### Exercise brief:
Copy the items from the very first line through the line containing "top-left (498, 0), bottom-right (526, 174)", including both ends. Change every "target_object" to "object_label" and leave everything else as it is.
──────── Dataset content ────────
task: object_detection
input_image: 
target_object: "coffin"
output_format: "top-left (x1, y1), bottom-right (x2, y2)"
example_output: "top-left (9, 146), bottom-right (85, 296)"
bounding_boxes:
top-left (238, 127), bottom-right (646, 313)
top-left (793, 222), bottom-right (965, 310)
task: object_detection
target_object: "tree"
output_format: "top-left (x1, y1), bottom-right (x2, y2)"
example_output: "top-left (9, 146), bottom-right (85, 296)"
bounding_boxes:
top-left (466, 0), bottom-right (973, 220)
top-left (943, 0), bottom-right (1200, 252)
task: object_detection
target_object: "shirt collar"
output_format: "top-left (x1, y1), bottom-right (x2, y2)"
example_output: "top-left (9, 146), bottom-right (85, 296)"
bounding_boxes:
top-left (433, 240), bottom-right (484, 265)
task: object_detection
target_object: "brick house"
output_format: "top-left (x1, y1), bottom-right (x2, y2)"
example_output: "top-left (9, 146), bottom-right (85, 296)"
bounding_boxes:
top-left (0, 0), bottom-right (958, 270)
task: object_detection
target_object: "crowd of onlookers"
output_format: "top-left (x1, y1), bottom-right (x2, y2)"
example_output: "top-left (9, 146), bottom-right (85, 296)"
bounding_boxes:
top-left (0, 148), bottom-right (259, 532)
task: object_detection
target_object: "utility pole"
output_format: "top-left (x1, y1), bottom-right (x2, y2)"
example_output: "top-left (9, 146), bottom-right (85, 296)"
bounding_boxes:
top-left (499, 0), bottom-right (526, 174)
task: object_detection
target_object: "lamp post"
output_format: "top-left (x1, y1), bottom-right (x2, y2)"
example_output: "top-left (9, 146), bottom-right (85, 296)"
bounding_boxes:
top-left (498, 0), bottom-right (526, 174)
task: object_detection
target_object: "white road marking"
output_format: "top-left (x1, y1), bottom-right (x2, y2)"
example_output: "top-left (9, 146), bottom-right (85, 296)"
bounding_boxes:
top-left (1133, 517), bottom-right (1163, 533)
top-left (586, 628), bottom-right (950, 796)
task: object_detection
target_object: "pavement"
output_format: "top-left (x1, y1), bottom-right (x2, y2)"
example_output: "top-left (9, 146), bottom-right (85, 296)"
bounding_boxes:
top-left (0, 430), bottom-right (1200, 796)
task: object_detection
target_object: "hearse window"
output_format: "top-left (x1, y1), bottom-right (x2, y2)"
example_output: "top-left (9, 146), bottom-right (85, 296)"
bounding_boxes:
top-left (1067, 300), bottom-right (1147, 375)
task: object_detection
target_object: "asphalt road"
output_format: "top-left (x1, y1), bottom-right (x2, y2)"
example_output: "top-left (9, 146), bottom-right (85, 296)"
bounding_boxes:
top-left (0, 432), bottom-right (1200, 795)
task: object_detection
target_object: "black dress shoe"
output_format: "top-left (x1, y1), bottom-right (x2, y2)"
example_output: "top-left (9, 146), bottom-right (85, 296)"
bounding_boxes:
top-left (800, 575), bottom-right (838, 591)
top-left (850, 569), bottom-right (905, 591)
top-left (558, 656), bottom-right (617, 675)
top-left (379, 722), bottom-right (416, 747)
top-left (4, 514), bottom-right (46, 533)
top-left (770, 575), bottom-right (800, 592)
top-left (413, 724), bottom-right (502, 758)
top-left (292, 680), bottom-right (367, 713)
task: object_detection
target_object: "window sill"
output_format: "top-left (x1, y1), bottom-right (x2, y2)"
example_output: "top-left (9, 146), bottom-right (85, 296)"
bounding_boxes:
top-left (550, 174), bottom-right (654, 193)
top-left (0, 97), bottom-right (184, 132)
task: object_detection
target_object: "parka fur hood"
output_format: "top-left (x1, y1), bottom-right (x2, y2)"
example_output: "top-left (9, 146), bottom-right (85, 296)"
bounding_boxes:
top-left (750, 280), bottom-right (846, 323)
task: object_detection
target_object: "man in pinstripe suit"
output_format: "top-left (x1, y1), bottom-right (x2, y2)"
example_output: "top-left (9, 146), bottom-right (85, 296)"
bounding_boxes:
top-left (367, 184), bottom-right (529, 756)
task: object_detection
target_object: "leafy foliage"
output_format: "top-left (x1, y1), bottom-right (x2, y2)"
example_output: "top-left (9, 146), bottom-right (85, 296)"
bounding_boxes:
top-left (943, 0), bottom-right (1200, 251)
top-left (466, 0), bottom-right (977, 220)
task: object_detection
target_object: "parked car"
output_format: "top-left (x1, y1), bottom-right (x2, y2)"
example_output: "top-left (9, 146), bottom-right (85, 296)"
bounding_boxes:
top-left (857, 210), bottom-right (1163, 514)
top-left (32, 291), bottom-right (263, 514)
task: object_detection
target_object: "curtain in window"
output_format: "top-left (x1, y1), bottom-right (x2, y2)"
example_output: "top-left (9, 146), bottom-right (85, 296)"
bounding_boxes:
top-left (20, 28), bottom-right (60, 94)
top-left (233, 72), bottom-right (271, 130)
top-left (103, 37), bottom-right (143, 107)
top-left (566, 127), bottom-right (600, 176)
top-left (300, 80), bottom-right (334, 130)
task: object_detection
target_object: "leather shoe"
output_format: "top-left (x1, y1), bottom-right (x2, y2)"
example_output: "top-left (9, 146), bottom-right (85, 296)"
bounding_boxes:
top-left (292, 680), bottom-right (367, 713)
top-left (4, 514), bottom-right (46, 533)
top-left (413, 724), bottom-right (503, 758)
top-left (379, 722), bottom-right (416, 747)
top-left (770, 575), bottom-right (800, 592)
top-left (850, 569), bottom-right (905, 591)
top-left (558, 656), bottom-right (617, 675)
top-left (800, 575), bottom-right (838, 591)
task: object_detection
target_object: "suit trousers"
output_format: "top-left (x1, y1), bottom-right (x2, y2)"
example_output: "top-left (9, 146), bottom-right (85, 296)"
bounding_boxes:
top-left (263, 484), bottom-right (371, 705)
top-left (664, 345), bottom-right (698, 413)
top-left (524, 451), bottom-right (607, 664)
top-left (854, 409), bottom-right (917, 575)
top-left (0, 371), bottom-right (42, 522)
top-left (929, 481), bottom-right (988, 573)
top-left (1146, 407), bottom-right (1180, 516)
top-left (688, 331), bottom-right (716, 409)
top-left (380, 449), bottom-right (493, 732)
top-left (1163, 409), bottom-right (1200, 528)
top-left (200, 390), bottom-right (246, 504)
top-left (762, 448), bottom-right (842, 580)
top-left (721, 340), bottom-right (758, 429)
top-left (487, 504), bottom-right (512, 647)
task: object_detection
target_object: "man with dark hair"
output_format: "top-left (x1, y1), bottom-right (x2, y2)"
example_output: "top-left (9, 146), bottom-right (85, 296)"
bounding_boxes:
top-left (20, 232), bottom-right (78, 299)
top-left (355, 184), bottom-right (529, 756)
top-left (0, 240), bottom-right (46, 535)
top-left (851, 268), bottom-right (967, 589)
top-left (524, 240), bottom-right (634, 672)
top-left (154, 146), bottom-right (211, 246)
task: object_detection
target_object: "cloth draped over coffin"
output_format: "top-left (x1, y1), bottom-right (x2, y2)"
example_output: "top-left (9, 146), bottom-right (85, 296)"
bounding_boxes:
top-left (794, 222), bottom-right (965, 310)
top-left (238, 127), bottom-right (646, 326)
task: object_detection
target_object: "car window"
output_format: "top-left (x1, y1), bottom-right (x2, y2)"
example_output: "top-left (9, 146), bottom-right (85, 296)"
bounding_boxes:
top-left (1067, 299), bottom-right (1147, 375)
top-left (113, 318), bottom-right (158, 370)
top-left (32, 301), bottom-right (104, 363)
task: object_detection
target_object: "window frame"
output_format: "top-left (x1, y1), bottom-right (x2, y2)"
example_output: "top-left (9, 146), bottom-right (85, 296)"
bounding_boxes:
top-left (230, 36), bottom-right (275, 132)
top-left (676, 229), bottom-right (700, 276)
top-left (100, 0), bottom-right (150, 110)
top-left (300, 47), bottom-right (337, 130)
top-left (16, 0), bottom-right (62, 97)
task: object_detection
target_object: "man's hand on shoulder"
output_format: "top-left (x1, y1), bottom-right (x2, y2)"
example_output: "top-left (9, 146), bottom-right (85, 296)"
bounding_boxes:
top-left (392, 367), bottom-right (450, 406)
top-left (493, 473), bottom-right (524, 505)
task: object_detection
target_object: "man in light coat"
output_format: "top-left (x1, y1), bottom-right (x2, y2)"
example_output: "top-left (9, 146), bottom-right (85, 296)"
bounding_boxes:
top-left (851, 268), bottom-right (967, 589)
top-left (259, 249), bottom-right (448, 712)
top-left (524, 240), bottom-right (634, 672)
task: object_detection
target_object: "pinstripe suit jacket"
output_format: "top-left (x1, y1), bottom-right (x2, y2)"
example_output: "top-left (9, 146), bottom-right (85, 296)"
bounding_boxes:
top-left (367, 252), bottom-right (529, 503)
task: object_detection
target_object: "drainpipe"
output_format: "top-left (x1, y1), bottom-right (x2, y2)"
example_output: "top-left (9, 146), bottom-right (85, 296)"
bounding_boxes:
────────
### Written solution:
task: object_detection
input_image: 
object_label: "coffin"
output_format: "top-left (x1, y1), bottom-right (x2, y2)"
example_output: "top-left (9, 146), bottom-right (85, 296)"
bounding_boxes:
top-left (238, 127), bottom-right (646, 313)
top-left (793, 222), bottom-right (965, 310)
task: object_detection
object_label: "tree"
output_format: "top-left (x1, y1), bottom-right (x2, y2)"
example_output: "top-left (9, 146), bottom-right (85, 296)"
bounding_boxes:
top-left (466, 0), bottom-right (973, 220)
top-left (943, 0), bottom-right (1200, 252)
task: object_detection
object_label: "shirt collar"
output_format: "top-left (x1, y1), bottom-right (x2, y2)"
example_output: "top-left (9, 146), bottom-right (85, 296)"
bounding_boxes:
top-left (433, 240), bottom-right (484, 265)
task: object_detection
object_label: "brick house"
output_format: "top-left (x1, y1), bottom-right (x2, y2)"
example_output: "top-left (9, 146), bottom-right (85, 296)"
bounding_boxes:
top-left (0, 0), bottom-right (958, 270)
task: object_detection
object_label: "crowd of onlookers"
output_format: "top-left (x1, y1), bottom-right (x2, y2)"
example_output: "top-left (9, 146), bottom-right (85, 296)"
bounding_boxes:
top-left (0, 148), bottom-right (259, 532)
task: object_detection
object_label: "utility pole"
output_format: "top-left (x1, y1), bottom-right (x2, y2)"
example_output: "top-left (9, 146), bottom-right (85, 296)"
bounding_boxes:
top-left (499, 0), bottom-right (526, 174)
task: object_detection
object_label: "lamp post"
output_format: "top-left (x1, y1), bottom-right (x2, y2)"
example_output: "top-left (9, 146), bottom-right (85, 296)"
bounding_boxes:
top-left (498, 0), bottom-right (526, 174)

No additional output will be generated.